Task objective: Restate word for word the lines from the one containing "For this evaluation, locate the guitar bridge" through the end of the listing below, with both ends included.

***** Materials provided *****

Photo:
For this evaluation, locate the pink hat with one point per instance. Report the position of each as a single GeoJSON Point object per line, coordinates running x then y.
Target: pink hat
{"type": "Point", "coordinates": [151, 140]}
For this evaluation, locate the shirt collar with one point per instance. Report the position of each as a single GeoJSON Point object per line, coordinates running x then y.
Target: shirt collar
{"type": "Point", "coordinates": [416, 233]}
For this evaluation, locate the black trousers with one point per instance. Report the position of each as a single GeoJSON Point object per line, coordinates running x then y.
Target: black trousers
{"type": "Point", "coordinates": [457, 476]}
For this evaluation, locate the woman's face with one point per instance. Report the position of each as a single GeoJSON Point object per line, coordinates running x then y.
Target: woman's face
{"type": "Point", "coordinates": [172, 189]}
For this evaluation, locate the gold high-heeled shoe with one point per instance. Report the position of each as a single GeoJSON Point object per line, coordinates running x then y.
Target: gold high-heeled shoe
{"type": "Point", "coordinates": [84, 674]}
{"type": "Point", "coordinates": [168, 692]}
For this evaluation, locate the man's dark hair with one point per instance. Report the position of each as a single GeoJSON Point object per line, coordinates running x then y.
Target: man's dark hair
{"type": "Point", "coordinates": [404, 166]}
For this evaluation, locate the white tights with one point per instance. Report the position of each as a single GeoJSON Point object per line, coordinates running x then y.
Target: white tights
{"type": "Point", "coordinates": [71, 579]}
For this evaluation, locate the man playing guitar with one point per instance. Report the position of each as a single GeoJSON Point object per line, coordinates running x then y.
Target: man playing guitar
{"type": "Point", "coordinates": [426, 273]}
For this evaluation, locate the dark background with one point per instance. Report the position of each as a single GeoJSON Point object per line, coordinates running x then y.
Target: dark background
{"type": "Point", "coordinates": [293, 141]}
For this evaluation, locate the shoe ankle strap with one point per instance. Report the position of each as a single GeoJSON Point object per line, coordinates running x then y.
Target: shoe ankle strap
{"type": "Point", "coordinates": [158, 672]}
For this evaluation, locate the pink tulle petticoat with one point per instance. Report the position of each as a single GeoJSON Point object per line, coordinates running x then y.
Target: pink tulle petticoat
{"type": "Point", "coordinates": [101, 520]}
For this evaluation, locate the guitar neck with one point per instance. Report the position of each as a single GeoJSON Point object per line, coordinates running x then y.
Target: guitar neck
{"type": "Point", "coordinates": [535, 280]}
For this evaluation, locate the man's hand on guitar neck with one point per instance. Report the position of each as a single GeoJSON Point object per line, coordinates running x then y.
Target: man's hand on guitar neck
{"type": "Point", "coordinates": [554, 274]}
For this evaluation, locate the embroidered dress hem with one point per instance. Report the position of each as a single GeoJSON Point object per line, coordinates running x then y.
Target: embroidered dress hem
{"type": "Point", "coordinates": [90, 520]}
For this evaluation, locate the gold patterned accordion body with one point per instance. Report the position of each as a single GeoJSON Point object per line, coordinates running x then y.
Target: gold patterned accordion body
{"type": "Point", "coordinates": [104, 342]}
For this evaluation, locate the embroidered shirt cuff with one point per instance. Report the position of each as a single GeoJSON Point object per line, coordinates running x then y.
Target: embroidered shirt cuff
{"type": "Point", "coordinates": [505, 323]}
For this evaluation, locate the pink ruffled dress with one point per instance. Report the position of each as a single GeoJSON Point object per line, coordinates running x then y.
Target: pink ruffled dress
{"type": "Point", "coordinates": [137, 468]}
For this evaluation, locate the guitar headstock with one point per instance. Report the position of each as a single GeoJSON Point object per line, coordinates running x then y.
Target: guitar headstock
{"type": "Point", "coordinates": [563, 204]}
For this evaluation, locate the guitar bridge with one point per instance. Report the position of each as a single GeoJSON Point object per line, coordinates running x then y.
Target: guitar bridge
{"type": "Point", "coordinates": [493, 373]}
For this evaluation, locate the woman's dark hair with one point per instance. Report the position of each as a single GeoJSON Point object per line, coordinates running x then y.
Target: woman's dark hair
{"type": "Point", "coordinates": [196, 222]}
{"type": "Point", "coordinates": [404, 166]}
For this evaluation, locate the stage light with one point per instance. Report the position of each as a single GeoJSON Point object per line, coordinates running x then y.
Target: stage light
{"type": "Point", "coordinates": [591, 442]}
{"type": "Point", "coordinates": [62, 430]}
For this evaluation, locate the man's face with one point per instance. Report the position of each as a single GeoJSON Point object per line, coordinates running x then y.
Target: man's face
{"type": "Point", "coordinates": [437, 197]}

*****

Response to this exercise:
For this evaluation, locate the guitar bridge with one point per instance. Report the position of each as a single GeoJSON Point object per line, coordinates running x then y.
Target: guitar bridge
{"type": "Point", "coordinates": [493, 373]}
For this evaluation, locate the woman's dark hair with one point per instance. Report the position of each as a single GeoJSON Point object per line, coordinates running x then y.
Target: woman's dark hair
{"type": "Point", "coordinates": [196, 222]}
{"type": "Point", "coordinates": [404, 166]}
For this evaluation, locate the stage light with one point per instance. Report the position of each as a single GeoJSON Point object per line, coordinates running x then y.
Target: stage light
{"type": "Point", "coordinates": [591, 442]}
{"type": "Point", "coordinates": [62, 430]}
For this evaluation, locate the man's face with one point per instance. Report the position of each as a single GeoJSON Point object per line, coordinates running x then y.
Target: man's face
{"type": "Point", "coordinates": [437, 197]}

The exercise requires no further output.